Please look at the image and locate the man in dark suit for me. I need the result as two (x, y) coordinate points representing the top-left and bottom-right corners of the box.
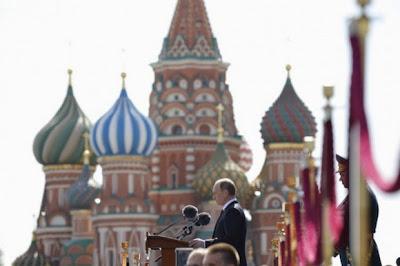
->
(334, 155), (382, 266)
(190, 178), (247, 266)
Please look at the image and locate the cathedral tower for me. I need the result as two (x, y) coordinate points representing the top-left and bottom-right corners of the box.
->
(31, 70), (95, 264)
(90, 74), (158, 266)
(251, 65), (317, 265)
(148, 0), (251, 223)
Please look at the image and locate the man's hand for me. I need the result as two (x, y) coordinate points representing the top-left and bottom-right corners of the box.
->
(189, 238), (205, 248)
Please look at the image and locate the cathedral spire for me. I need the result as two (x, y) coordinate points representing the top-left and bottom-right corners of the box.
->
(159, 0), (221, 60)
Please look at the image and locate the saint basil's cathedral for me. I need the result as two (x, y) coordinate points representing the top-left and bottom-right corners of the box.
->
(13, 0), (316, 265)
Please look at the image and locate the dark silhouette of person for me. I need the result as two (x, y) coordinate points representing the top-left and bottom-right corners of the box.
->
(190, 178), (247, 266)
(335, 154), (382, 266)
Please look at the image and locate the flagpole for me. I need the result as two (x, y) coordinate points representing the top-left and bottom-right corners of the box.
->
(321, 86), (334, 266)
(349, 1), (370, 265)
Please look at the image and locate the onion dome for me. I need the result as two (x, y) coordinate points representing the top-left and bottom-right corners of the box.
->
(90, 73), (158, 157)
(193, 143), (253, 206)
(193, 104), (253, 206)
(33, 70), (96, 165)
(67, 134), (100, 210)
(13, 234), (50, 266)
(260, 65), (317, 145)
(60, 239), (94, 266)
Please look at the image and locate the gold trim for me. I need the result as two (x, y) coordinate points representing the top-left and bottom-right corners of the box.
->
(43, 164), (96, 171)
(98, 155), (147, 163)
(266, 143), (304, 150)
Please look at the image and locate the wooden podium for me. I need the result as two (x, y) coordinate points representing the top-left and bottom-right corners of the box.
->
(145, 233), (189, 266)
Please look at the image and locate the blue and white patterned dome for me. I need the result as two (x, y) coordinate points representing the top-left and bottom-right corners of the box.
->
(90, 81), (158, 157)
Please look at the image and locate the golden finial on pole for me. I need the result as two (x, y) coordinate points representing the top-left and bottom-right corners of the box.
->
(285, 64), (292, 77)
(271, 237), (280, 259)
(121, 241), (129, 266)
(121, 72), (127, 88)
(216, 103), (224, 143)
(357, 0), (370, 9)
(323, 86), (334, 102)
(82, 132), (91, 165)
(68, 69), (73, 87)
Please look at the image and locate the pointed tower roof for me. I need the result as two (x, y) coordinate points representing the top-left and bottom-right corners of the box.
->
(159, 0), (221, 61)
(260, 65), (317, 145)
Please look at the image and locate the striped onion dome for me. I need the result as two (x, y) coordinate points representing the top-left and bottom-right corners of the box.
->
(33, 72), (96, 165)
(192, 142), (253, 207)
(13, 235), (50, 266)
(90, 75), (158, 157)
(67, 164), (99, 210)
(260, 66), (316, 144)
(60, 239), (94, 266)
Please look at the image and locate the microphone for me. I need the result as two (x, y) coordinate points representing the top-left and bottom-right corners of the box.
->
(175, 212), (211, 240)
(182, 205), (198, 221)
(195, 212), (211, 226)
(154, 205), (198, 235)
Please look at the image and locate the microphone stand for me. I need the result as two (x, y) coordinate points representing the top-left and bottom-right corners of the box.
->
(153, 220), (181, 235)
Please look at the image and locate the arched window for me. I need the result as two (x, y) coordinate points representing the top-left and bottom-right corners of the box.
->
(278, 164), (284, 183)
(106, 248), (115, 266)
(170, 173), (177, 189)
(199, 124), (210, 135)
(261, 232), (268, 254)
(58, 188), (64, 207)
(168, 165), (179, 189)
(171, 125), (183, 135)
(128, 174), (134, 194)
(112, 174), (118, 195)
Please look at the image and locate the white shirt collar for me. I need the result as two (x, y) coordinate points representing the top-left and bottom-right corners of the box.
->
(222, 197), (237, 210)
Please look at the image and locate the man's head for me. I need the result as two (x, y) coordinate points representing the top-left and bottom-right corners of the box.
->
(212, 178), (236, 206)
(202, 243), (239, 266)
(336, 154), (349, 188)
(186, 248), (206, 266)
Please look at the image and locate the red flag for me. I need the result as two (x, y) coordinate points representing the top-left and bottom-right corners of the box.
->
(300, 168), (321, 264)
(348, 18), (400, 192)
(320, 113), (343, 244)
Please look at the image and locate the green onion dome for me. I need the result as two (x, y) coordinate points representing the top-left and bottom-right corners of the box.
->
(192, 143), (253, 207)
(33, 71), (96, 165)
(260, 66), (316, 145)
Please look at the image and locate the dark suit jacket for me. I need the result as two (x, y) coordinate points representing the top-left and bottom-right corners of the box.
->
(336, 187), (382, 266)
(205, 200), (247, 266)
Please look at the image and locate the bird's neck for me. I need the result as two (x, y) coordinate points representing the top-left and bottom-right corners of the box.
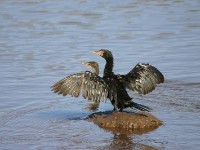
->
(104, 57), (114, 76)
(92, 67), (99, 75)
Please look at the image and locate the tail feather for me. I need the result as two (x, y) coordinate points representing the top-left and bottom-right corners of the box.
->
(125, 101), (152, 112)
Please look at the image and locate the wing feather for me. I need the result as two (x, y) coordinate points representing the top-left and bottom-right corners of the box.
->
(118, 63), (164, 95)
(51, 71), (109, 102)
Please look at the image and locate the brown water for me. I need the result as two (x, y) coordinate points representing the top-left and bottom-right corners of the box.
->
(0, 0), (200, 149)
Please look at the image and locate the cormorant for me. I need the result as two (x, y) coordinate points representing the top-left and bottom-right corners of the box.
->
(93, 49), (164, 111)
(51, 60), (152, 112)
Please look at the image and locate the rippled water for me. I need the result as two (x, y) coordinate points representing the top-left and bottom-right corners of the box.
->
(0, 0), (200, 149)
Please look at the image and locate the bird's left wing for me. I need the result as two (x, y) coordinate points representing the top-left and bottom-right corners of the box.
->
(51, 71), (109, 102)
(117, 63), (164, 95)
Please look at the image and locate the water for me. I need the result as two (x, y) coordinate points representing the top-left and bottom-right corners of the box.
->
(0, 0), (200, 149)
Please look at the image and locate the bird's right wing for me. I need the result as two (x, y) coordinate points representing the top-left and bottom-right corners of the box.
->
(51, 71), (109, 102)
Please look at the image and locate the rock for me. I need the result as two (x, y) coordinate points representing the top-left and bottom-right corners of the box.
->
(85, 111), (162, 134)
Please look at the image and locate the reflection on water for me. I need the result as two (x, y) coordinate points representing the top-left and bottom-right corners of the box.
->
(101, 133), (158, 150)
(0, 0), (200, 149)
(85, 102), (100, 112)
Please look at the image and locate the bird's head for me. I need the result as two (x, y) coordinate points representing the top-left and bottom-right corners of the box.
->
(82, 61), (99, 75)
(82, 61), (98, 69)
(92, 49), (113, 59)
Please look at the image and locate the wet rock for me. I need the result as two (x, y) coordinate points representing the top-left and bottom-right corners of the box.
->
(85, 111), (162, 134)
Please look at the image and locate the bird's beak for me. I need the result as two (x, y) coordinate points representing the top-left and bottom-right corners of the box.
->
(82, 62), (89, 67)
(92, 50), (104, 56)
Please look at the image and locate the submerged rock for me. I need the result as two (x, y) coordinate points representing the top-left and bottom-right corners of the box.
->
(85, 111), (162, 134)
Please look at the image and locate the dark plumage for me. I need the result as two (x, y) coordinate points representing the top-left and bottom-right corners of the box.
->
(93, 49), (164, 111)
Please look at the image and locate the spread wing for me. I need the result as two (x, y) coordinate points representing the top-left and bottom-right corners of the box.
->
(118, 63), (164, 95)
(51, 71), (109, 102)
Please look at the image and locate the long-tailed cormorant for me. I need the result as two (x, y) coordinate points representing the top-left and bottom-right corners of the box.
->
(92, 49), (164, 111)
(51, 60), (151, 111)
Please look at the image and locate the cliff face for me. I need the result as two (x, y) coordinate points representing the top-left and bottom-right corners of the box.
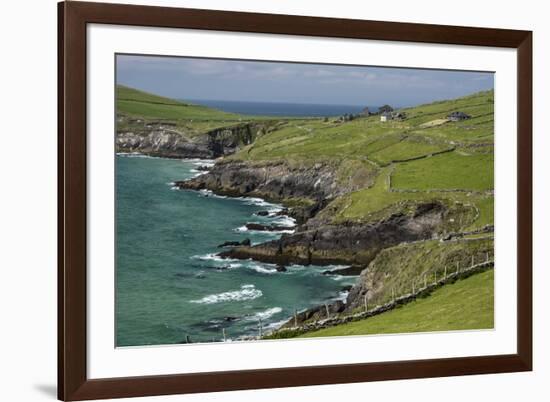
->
(176, 159), (372, 222)
(178, 160), (470, 268)
(177, 159), (344, 198)
(116, 122), (269, 159)
(219, 202), (447, 267)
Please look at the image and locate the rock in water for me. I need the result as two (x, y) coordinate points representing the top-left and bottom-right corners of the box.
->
(245, 223), (292, 232)
(276, 264), (287, 272)
(217, 240), (242, 248)
(217, 238), (252, 248)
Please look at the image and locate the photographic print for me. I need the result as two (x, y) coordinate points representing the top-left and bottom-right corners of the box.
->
(115, 55), (495, 347)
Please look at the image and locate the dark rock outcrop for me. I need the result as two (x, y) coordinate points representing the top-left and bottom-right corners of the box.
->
(220, 202), (446, 267)
(245, 223), (293, 232)
(175, 159), (371, 224)
(276, 264), (287, 272)
(177, 160), (343, 200)
(217, 239), (251, 248)
(116, 122), (272, 159)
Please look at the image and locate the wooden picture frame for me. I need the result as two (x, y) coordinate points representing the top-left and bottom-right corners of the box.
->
(58, 1), (532, 400)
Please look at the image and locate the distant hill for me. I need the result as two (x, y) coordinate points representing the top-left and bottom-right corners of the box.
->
(116, 85), (243, 121)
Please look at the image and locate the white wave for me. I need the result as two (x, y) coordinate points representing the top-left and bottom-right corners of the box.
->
(191, 253), (225, 262)
(190, 284), (262, 304)
(330, 275), (345, 281)
(269, 229), (295, 234)
(335, 291), (350, 301)
(183, 158), (215, 166)
(272, 215), (297, 228)
(325, 264), (351, 270)
(234, 224), (294, 234)
(197, 189), (227, 199)
(248, 263), (278, 274)
(198, 189), (213, 196)
(240, 197), (280, 208)
(190, 169), (208, 178)
(265, 319), (289, 330)
(116, 152), (148, 158)
(190, 159), (215, 167)
(245, 307), (283, 321)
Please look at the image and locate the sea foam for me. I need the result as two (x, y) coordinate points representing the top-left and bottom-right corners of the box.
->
(190, 284), (262, 304)
(248, 263), (278, 275)
(245, 307), (283, 321)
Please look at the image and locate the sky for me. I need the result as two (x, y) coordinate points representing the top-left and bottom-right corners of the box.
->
(116, 54), (494, 107)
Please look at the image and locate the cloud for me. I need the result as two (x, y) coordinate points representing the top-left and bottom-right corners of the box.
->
(116, 54), (493, 106)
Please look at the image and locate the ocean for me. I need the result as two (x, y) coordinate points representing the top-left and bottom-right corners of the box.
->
(116, 155), (357, 346)
(187, 99), (377, 117)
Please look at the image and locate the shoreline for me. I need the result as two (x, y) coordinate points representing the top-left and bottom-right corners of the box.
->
(171, 162), (358, 338)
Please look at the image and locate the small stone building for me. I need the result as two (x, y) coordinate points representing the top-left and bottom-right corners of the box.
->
(447, 111), (471, 121)
(380, 111), (406, 122)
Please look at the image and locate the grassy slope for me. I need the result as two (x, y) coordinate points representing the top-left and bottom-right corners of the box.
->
(116, 85), (244, 121)
(230, 90), (494, 231)
(297, 269), (494, 338)
(392, 151), (494, 191)
(234, 90), (493, 162)
(349, 238), (494, 309)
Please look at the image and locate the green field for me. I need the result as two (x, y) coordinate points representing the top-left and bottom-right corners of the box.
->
(229, 89), (494, 231)
(117, 85), (244, 121)
(391, 151), (494, 191)
(295, 269), (494, 338)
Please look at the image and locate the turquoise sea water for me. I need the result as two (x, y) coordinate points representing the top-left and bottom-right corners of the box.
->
(115, 155), (356, 346)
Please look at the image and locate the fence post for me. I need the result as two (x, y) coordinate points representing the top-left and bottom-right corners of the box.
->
(471, 255), (475, 267)
(222, 328), (226, 342)
(444, 265), (447, 279)
(294, 308), (298, 327)
(258, 319), (263, 338)
(434, 271), (437, 285)
(424, 275), (427, 288)
(412, 281), (415, 294)
(325, 303), (330, 319)
(486, 252), (489, 262)
(456, 260), (460, 274)
(363, 294), (368, 312)
(186, 335), (191, 344)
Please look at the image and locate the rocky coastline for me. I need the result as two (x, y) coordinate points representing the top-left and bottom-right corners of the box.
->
(116, 121), (275, 159)
(173, 157), (470, 330)
(116, 118), (491, 336)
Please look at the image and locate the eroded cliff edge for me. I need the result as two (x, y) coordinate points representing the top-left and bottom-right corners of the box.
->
(116, 118), (278, 159)
(175, 159), (485, 315)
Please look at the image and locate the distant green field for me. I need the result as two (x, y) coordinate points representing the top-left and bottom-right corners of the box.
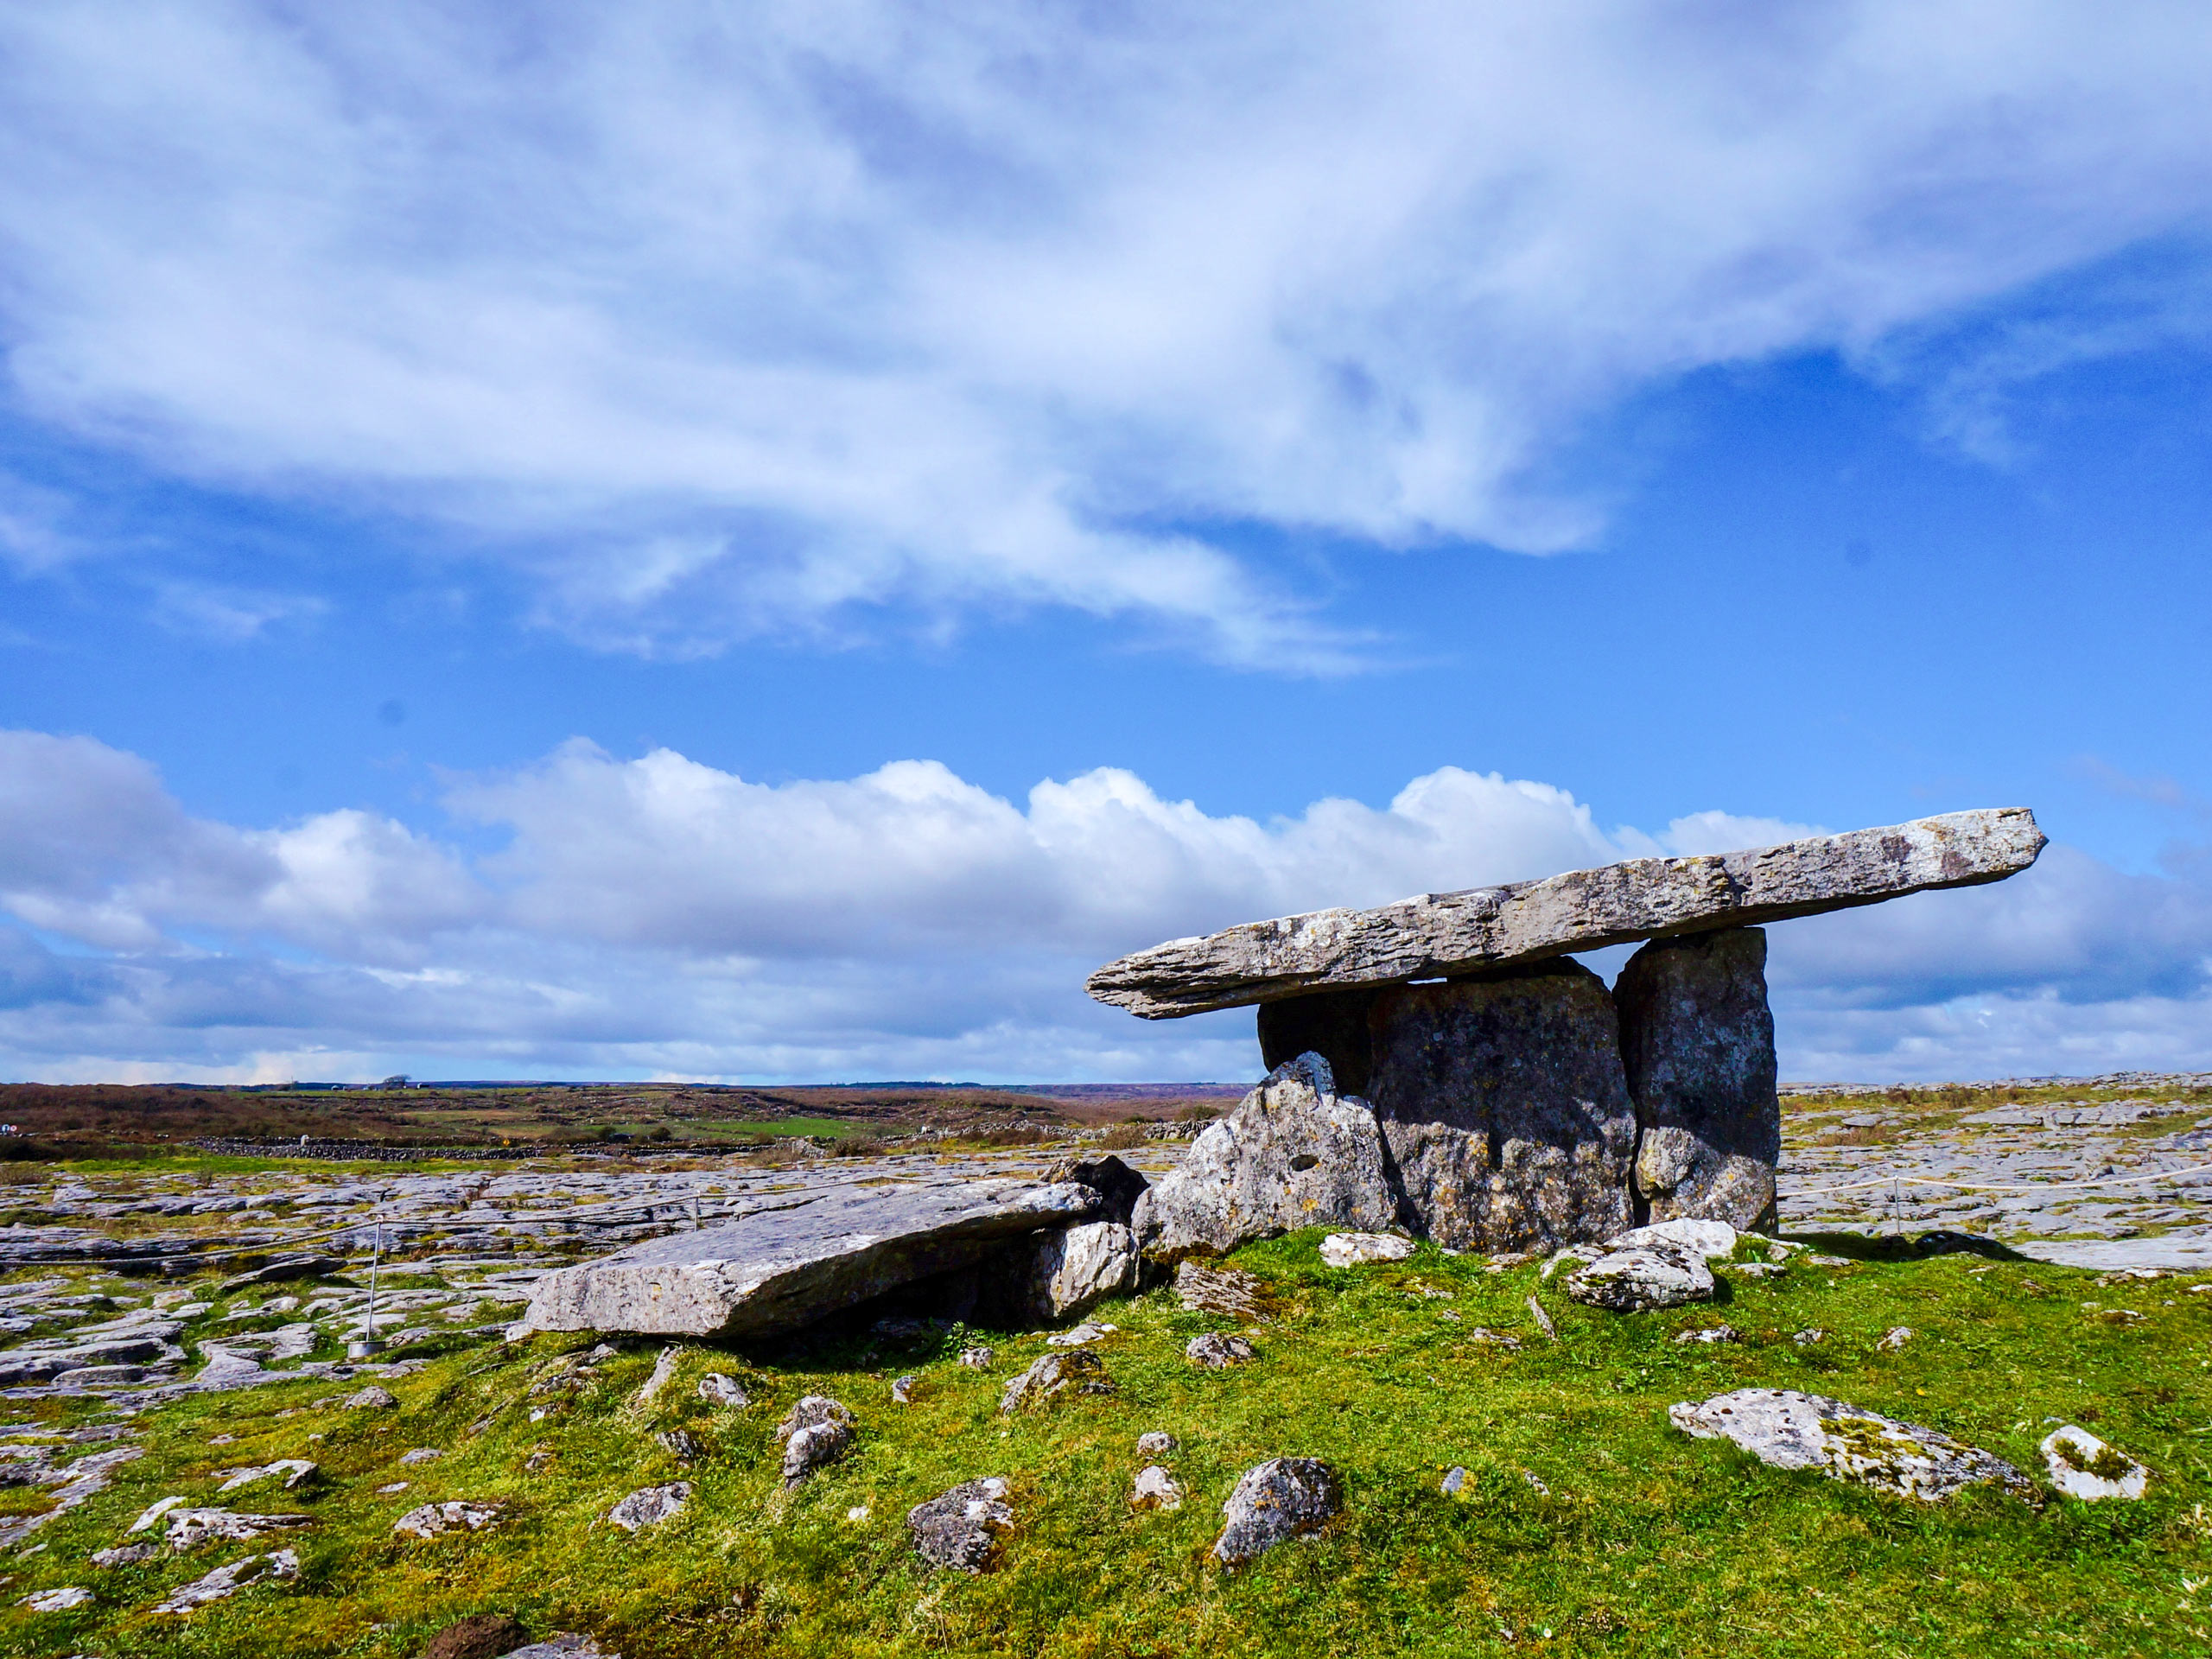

--- --- ---

** Task item **
Please give the number of lines in the data above that hold "tower", and write nothing else.

** Reply **
2